SET PROBLEM:
Copy only everything from the line containing "# test: point to the baby's belly, one" down to the line containing "[[689, 114], [597, 490]]", and swap each "marker" in them for "point" while leaving everything else as it is.

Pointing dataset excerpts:
▬▬▬
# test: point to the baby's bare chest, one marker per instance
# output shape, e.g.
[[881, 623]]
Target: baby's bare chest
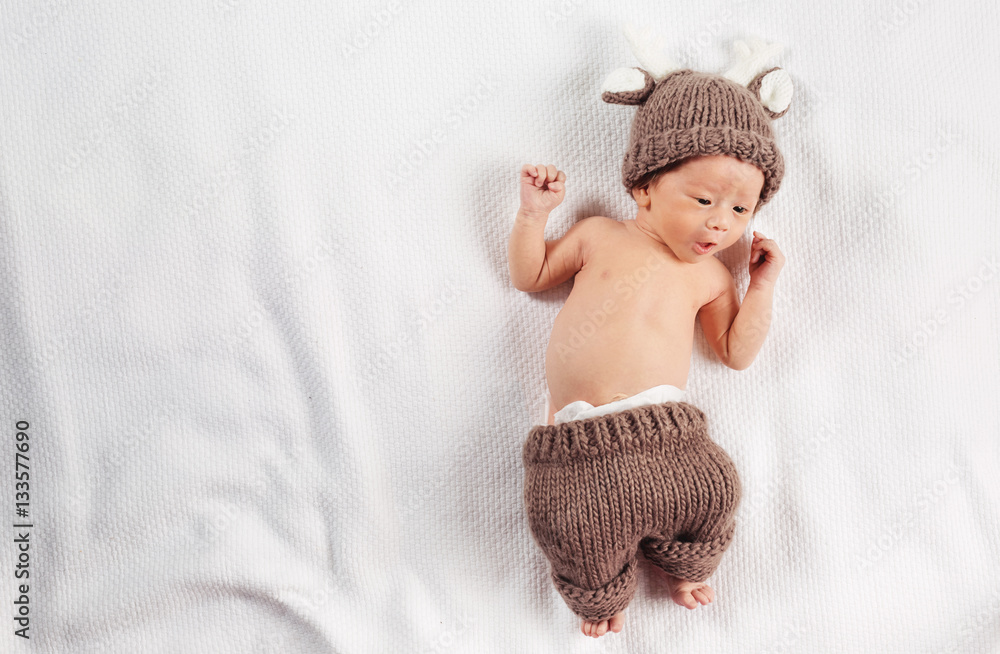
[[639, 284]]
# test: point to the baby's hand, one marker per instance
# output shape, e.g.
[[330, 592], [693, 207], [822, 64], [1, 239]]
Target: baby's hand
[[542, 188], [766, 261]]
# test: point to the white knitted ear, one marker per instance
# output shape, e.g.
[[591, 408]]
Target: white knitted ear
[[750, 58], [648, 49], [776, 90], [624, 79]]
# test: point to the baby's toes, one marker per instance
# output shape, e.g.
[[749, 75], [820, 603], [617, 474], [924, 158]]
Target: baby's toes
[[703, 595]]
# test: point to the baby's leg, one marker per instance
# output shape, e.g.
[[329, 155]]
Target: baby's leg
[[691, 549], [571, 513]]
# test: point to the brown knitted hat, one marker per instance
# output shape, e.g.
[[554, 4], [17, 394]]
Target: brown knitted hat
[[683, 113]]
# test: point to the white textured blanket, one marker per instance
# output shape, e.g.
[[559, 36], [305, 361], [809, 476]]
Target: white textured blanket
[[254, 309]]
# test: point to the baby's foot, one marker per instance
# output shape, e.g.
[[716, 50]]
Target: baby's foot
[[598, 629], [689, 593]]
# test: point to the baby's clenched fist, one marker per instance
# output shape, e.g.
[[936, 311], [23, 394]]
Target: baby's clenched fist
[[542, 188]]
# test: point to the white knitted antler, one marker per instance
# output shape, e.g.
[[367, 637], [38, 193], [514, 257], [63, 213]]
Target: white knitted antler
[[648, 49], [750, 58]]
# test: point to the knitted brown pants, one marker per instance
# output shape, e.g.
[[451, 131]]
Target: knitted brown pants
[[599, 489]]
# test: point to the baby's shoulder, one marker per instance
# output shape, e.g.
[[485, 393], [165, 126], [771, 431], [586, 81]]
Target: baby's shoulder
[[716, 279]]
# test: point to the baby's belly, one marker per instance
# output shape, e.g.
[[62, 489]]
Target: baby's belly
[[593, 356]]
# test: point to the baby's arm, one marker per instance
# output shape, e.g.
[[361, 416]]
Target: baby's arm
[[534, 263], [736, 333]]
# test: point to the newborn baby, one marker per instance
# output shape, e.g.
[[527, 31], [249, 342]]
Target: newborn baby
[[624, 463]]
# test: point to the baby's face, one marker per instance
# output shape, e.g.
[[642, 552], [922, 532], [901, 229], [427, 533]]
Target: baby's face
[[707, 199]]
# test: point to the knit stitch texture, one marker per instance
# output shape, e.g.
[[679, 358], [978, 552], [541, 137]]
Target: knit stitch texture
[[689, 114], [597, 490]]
▬▬▬
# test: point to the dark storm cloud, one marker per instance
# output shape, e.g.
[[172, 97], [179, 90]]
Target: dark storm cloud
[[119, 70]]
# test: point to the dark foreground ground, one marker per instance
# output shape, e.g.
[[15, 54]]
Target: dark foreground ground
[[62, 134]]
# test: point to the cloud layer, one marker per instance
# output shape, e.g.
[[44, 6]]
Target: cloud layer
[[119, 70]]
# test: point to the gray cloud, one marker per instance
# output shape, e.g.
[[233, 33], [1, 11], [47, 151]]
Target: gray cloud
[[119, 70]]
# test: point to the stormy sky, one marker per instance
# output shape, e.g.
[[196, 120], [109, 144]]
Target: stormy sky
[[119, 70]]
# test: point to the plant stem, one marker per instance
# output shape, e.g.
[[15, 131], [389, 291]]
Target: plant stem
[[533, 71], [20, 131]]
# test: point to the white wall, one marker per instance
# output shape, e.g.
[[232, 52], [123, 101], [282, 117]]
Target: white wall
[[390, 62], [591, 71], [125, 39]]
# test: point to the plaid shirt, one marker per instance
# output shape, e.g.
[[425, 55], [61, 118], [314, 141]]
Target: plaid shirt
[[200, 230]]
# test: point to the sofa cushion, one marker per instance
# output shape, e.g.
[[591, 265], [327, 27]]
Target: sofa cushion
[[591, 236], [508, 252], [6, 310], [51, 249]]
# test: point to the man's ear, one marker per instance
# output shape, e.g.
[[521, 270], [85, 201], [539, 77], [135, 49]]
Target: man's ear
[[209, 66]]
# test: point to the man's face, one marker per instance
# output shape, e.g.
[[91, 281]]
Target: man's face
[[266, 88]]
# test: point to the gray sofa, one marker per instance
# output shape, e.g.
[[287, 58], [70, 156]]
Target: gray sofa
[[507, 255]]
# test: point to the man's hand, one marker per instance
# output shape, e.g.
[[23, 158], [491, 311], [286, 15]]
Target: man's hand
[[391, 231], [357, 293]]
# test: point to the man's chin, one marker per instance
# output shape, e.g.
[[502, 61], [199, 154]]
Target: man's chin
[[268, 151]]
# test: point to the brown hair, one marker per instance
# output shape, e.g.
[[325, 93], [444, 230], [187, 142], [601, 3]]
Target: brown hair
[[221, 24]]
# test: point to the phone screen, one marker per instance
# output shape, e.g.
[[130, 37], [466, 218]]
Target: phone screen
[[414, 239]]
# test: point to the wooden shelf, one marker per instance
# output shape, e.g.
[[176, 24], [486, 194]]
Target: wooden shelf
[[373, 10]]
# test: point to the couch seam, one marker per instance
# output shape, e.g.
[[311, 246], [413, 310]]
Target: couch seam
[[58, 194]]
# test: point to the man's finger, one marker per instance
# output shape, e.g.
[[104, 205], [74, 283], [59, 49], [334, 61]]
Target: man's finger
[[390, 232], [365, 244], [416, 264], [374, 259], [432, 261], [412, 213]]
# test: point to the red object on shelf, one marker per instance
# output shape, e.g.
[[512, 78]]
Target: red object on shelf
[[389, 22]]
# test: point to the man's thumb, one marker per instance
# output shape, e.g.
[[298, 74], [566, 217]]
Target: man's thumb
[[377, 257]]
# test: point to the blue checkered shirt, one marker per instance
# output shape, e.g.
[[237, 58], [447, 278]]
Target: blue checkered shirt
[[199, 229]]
▬▬▬
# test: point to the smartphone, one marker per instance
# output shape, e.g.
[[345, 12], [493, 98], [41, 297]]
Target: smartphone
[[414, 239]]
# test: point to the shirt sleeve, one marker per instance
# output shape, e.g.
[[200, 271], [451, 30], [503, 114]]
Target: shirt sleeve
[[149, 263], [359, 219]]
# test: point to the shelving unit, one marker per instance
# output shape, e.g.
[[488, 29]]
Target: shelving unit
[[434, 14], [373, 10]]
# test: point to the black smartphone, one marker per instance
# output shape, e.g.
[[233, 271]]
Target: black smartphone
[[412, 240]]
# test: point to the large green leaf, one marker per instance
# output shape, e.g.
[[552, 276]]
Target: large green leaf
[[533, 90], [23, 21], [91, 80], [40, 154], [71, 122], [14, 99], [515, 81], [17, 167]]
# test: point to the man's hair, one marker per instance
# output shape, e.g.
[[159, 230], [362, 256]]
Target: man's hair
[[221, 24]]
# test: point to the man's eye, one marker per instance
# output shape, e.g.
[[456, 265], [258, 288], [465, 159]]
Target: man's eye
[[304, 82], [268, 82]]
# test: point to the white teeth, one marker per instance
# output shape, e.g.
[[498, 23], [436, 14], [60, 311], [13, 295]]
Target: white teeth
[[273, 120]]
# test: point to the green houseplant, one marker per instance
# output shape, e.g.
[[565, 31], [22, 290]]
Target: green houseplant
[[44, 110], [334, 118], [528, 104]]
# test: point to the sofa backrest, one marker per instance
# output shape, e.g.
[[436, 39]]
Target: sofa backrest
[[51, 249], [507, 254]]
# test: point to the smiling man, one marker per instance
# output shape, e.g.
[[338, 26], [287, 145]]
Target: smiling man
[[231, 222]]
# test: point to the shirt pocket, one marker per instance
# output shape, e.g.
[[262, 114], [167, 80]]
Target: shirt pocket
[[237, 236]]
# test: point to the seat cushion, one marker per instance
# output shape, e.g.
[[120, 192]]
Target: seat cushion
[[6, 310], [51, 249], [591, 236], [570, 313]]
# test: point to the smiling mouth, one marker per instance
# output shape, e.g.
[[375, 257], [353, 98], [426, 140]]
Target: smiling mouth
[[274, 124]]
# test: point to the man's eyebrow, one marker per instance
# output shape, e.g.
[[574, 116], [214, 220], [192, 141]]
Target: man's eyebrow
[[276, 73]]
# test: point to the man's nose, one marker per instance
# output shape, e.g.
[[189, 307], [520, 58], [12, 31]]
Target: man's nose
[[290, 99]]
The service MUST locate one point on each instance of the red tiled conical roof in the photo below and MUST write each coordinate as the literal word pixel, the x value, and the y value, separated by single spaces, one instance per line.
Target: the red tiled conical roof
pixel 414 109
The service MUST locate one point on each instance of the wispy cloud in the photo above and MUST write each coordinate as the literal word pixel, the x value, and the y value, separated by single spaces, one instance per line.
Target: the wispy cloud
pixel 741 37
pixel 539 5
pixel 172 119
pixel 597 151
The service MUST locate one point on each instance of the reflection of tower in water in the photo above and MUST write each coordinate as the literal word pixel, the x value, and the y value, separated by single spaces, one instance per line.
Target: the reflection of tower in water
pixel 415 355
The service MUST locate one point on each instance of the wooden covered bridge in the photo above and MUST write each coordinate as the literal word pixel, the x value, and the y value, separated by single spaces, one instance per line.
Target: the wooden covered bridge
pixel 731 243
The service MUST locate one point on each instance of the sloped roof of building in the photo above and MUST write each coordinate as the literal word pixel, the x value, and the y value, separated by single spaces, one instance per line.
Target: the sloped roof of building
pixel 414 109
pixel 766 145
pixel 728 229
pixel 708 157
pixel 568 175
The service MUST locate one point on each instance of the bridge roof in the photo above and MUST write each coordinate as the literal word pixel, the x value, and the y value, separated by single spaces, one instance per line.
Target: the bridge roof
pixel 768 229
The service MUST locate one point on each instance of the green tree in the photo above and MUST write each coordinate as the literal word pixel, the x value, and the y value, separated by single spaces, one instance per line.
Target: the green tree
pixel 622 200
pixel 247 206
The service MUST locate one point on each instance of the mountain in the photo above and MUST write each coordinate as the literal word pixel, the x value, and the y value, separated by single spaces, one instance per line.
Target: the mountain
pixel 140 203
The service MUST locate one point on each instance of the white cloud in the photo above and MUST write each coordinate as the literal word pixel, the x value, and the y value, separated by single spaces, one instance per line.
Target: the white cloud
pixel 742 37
▬▬▬
EXERCISE RESPONSE:
# test: point to the baby's belly, one point per instance
# output shape, e.g.
[[62, 489]]
Target: baby's belly
[[593, 356]]
# test: point to the baby's arm, one point per instance
# output shape, e.g.
[[361, 416]]
Target: baby's arm
[[534, 263], [736, 333]]
# test: point to the newborn baby, one point per instance
# output shape, e.g.
[[527, 31], [249, 342]]
Target: newborn baby
[[624, 463]]
# test: point to the baby's face, one point per instance
# output shape, e.g.
[[642, 552], [922, 532], [901, 229], [427, 533]]
Target: baby's face
[[707, 199]]
# test: point to the knit stitch texture, one point per instance
# output shape, e.g.
[[679, 358], [978, 552], [541, 137]]
Target: knit stitch texture
[[689, 114], [597, 490]]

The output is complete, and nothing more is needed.